(Listed records)
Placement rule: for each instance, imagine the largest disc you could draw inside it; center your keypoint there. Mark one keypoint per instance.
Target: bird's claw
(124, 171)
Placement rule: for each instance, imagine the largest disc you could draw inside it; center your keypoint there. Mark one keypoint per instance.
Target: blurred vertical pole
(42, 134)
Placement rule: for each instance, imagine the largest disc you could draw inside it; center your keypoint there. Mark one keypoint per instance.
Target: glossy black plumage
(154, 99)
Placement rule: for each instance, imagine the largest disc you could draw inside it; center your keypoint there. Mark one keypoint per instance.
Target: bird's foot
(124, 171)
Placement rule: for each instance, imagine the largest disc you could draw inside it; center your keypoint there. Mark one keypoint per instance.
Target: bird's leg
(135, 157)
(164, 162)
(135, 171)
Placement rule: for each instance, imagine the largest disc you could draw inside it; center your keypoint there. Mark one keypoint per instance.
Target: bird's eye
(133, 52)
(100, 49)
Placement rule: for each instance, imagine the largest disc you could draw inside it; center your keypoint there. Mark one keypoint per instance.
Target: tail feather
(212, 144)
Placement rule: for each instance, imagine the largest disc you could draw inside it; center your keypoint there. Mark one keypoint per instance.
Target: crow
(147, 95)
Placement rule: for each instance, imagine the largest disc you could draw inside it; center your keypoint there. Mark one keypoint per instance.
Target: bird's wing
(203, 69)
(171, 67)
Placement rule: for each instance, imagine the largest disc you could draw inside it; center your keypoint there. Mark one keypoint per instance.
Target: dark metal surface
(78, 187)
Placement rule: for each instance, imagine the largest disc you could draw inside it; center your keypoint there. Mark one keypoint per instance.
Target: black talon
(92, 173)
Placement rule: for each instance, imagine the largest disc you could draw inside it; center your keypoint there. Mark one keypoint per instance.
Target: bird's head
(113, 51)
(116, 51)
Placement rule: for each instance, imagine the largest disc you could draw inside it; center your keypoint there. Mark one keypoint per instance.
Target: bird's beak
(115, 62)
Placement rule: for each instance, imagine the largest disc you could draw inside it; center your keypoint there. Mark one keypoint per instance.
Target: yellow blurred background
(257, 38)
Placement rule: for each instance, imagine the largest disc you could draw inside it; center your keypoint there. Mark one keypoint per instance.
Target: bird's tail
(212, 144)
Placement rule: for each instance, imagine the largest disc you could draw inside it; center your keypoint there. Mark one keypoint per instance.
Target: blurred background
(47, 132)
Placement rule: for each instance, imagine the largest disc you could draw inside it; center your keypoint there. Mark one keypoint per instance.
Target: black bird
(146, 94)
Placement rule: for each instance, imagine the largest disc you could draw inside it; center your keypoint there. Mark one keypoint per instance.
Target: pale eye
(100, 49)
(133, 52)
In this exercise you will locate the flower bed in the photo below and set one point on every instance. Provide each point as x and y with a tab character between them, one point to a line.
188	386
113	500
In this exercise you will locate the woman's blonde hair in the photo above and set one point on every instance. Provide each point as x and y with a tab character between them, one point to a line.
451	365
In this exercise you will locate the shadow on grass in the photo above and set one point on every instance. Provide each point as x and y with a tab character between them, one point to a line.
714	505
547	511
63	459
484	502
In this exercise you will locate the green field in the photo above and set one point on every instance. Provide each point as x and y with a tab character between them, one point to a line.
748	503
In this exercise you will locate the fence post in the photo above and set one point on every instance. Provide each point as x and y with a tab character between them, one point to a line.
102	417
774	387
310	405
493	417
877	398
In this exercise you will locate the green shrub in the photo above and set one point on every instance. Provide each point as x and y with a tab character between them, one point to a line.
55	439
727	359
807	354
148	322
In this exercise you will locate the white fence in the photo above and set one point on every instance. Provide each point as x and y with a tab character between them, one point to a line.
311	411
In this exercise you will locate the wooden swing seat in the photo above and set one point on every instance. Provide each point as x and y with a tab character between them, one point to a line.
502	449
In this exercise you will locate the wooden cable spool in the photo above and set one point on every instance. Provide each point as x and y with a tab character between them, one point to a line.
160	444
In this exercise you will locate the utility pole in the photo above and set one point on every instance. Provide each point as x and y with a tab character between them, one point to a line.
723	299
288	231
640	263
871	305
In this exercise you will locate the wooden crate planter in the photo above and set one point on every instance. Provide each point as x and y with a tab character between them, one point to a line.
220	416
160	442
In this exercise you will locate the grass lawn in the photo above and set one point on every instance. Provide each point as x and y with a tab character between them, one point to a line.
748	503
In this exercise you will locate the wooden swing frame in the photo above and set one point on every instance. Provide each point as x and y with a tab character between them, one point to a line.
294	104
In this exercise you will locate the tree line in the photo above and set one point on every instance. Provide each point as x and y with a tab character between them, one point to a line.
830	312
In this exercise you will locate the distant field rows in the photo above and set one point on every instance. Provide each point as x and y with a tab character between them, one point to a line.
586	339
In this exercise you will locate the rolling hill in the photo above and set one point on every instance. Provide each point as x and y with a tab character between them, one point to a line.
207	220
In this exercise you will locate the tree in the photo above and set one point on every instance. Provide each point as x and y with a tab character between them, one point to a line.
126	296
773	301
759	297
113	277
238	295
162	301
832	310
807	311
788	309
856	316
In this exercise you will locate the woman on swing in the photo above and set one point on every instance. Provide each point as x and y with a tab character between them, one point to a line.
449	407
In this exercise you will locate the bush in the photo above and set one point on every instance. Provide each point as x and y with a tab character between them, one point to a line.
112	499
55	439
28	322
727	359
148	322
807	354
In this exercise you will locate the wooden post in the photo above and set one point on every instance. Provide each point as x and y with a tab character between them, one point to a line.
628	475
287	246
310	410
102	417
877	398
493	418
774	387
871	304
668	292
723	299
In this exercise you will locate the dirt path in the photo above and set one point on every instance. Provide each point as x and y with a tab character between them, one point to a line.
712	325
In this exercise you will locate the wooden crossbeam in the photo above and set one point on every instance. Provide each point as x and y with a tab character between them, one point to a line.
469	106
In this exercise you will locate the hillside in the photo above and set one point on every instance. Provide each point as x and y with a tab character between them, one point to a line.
(End Listed records)
--- Brief ---
Transcribe each entry precisely, missing none.

--- Answer section ---
Placement rule: for each instance, imagine the largest disc you could draw inside it; center your keypoint there. Mark one keypoint per instance.
Target: bird's claw
(124, 171)
Placement rule: for each instance, imagine the largest disc you could draw inside it; center your keypoint there. Mark one keypoint per instance.
Target: blurred vertical pole
(42, 134)
Placement rule: for each instance, imagine the largest disc you could draw inside it; center your keypoint there. Mark one keypoint per instance.
Target: glossy black plumage
(154, 99)
Placement rule: for each instance, imagine the largest disc you could draw inside it; center your keypoint there. Mark one keypoint per instance.
Target: bird's foot
(124, 171)
Placement rule: for each instance, imagine the largest disc you could draw inside it; center your keypoint there. Mark one keypoint per instance.
Target: bird's leg
(135, 157)
(164, 162)
(135, 171)
Placement rule: for each instance, imagine the largest disc you could draw inside it; center your keypoint there. Mark one keypoint per instance.
Target: bird's eye
(133, 52)
(100, 49)
Placement rule: for each instance, imagine the largest disc you could draw inside it; center your keypoint there. Mark one keypoint per instance.
Target: tail feather
(212, 144)
Placement rule: for each instance, imagine the largest disc you could draw inside it; center your keypoint there. Mark one keypoint per instance.
Target: crow
(147, 95)
Placement rule: for each instance, imagine the largest disc you could draw inside it; center your keypoint there. Mark one keypoint per instance.
Target: bird's wing
(203, 69)
(171, 67)
Placement rule: for each instance, imagine the largest disc you could draw inside it; center your keypoint there. Mark one keypoint per instance.
Target: dark metal surface
(78, 187)
Placement rule: for each instance, imagine the largest disc you could draw inside it; center your keypoint there. Mark one keypoint per instance.
Target: black talon
(92, 173)
Placement rule: for each instance, imagine the largest disc you could draw inside it; center your keypoint there. Mark one keypoint per instance.
Target: bird's head
(113, 51)
(116, 51)
Placement rule: for each instance, imagine the largest disc you could draw inside it; center your keypoint there. Mark one keypoint per instance.
Target: bird's beak
(115, 62)
Placement rule: for each instance, imagine the largest disc you could draw inside it; center your keypoint there. Mark one keypoint per instance.
Target: yellow blurred background
(257, 38)
Placement rule: for each instance, imagine the largest disc you could draw inside it; center your keypoint there. Mark one keypoint per instance.
Target: bird's tail
(212, 144)
Placement rule: for each instance, imagine the largest disc you could draw inside it; center your keypoint there. Mark one keypoint per instance.
Target: blurred background
(47, 132)
Placement rule: for each instance, imagine the largest disc you could draw inside it; center your keypoint there. Mark one keypoint per instance.
Target: black bird
(146, 94)
Placement rule: for each instance, imagine the largest disc you could draw inside it; center your keypoint there. Mark one keypoint per instance.
Target: pale eye
(100, 49)
(133, 52)
In this exercise you will locate the flower bed in the photo below and set one point on every instance. Provide each point as x and y with a tab character between them, one point to a line.
188	386
113	500
In this exercise you will locate the woman's blonde hair in the photo above and set one point on every instance. Provide each point as x and y with a tab character between them, one point to a line.
451	365
In this exercise you will locate the shadow on grass in the photo above and set one point on every instance. Provide each point as x and y with a tab character between them, one point to a line.
714	505
547	511
63	459
484	502
In this exercise you will locate the green field in the photo above and set one point on every instance. Provide each point as x and y with a tab character between them, one point to a line.
748	503
In this exercise you will locate the fence post in the photo above and set one point on every instance. Provide each point as x and y with a tab character between them, one point to a line.
102	417
774	387
310	405
493	417
877	398
In this exercise you will locate the green shrub in the photo above and set one point on every instance. Provide each point as x and y with a tab character between them, one point to a line.
55	439
727	359
807	354
148	322
In this exercise you will locate the white fence in the photo above and set one point on every instance. Provide each point as x and y with a tab character between them, one point to a line.
311	411
In this exercise you will locate the wooden swing seat in the photo above and set one point on every instance. Provide each point as x and y with a tab character between them, one point to a line.
502	449
In this exercise you will locate the wooden cable spool in the photo above and set one point on every instance. Provide each point as x and y with a tab character between them, one point to a line.
160	444
In this exercise you will locate the utility pole in the photo above and set one point on every instance. Provide each point as x and y with a tab character between them, one point to a line.
723	299
288	231
640	263
871	305
In this exercise you will locate the wooden crate planter in the photo above and set one point on every instance. Provide each point as x and y with a tab character between them, one point to a line.
220	416
160	442
In this exercise you will locate the grass lawn in the photo above and set one point on every instance. Provide each point as x and y with a tab character between them, one point to a line.
748	503
In this exercise you will locate the wooden swing frame in the photo above and set one point on every instance. Provide each point as x and y with a tab character between them, one point to a line.
294	104
In this exercise you will locate the tree line in the photo above and set one point on every instance. Provide each point as x and y with a tab character between them, one point to a line.
830	312
In this exercise you will locate the distant field rows in the photo above and set one point on every instance. Provide each point as x and y with a tab character between them, one point to a line.
586	339
In this exercise you will locate the rolling hill in the photo above and set one point on every instance. Provide each point as x and y with a tab character between them, one point to a line.
207	220
In this exercise you will locate the tree in the photo above and set one point on every instance. Provide each point as x and y with a tab character between them, one point to a line.
126	296
773	301
759	297
113	277
238	295
162	301
832	310
807	311
788	309
856	316
In this exercise you will locate the woman on swing in the photo above and set one point on every instance. Provide each point as x and y with a tab character between them, one point to a line.
449	407
In this exercise you will locate the bush in the photo above and set one point on every instance. Provide each point as x and y with a tab character between them, one point to a line.
112	499
55	439
28	322
727	359
148	322
807	354
In this exercise you will locate the wooden post in the photo above and set one point on every instance. Provide each point as x and y with a tab character between them, one point to a line.
628	475
287	246
310	410
102	417
877	398
493	418
774	387
871	304
668	292
723	299
In this exercise you will locate the dirt path in the photo above and set one point on every instance. Provide each point as x and y with a tab character between them, one point to a line.
712	325
In this exercise you will locate the wooden crossbeam in the photo above and set one point on every instance. Provide each point as x and y with a tab character between them, one point to a line.
469	106
In this exercise you will locate the hillside in the photo above and set one point on every instance. Provide each point as x and y with a tab character between them, one point to a line.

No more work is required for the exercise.